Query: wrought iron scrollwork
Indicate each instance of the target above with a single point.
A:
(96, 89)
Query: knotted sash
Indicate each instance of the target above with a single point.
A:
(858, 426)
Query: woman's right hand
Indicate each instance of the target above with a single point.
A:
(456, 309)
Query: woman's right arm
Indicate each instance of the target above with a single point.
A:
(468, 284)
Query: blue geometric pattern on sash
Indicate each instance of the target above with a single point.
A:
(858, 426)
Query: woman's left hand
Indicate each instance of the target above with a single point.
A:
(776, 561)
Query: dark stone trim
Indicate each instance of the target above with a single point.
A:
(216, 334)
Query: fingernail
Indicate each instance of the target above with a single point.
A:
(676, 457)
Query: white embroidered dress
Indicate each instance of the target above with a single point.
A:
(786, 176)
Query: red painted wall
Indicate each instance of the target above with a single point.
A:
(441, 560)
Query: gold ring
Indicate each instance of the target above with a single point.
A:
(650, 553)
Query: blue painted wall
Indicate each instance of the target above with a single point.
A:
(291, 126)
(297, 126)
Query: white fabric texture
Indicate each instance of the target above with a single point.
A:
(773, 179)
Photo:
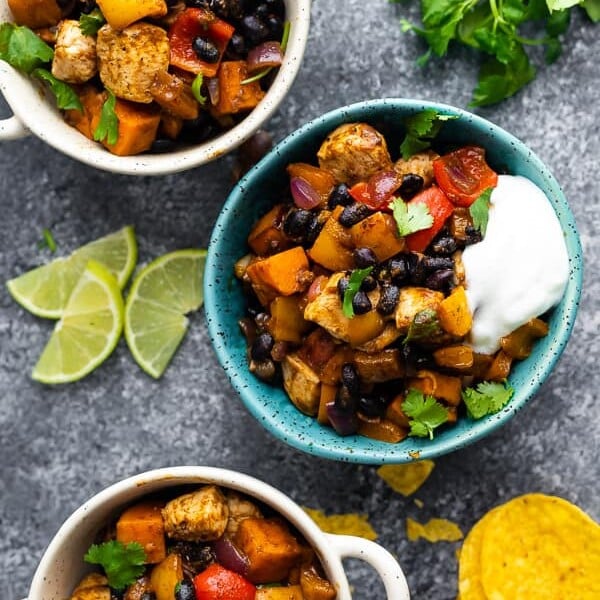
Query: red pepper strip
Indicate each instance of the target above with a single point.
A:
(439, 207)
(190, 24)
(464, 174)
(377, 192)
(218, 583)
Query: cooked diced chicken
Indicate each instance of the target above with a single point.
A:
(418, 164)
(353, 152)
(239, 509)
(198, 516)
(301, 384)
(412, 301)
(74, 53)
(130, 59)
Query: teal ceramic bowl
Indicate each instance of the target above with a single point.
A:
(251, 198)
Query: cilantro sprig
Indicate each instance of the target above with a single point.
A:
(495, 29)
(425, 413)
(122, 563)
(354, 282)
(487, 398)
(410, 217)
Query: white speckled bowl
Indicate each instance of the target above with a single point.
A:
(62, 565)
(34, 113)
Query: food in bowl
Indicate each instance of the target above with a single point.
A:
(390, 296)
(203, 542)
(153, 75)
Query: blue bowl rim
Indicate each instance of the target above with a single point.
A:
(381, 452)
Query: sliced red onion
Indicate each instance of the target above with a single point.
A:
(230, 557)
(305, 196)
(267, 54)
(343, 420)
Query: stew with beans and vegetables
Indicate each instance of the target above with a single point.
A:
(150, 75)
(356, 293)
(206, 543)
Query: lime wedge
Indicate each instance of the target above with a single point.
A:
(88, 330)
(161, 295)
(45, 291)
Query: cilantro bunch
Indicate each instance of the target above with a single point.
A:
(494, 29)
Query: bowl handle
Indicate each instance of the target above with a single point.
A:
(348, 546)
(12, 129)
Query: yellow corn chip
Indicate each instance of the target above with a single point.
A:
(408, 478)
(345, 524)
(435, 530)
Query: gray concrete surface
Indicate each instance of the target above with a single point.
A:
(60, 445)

#####

Reproduce the lines from the one containing "Query: food in bowl" to the end of the entries, keeping both ends and adding nothing.

#### [Response]
Query: food in bowl
Indicate each instance of the target above with a single point.
A:
(390, 296)
(203, 542)
(153, 75)
Query: blue bowl rim
Indicate each instance of the target above with a single point.
A:
(381, 452)
Query: sliced red onion
Indicate each instance of the target above with a single point.
A:
(230, 557)
(305, 196)
(267, 54)
(343, 420)
Query: stew with beans and vegetables
Indicate each instance of the target above with a single point.
A:
(150, 75)
(356, 293)
(206, 543)
Query: lime wedge
Indicate each instance of the target above with a single point.
A:
(88, 330)
(161, 295)
(45, 291)
Query: cilantro bunch
Indicate each instance of the target above with a single point.
A:
(494, 29)
Query: bowl handle
Indicate each instance of the target above with a single point.
A:
(348, 546)
(12, 129)
Query: yellow corn chip
Indicate each instance of the target above with a single point.
A:
(408, 478)
(345, 524)
(435, 530)
Query: gray concrete surface
Indicate each instance of the target above with a single point.
A:
(60, 445)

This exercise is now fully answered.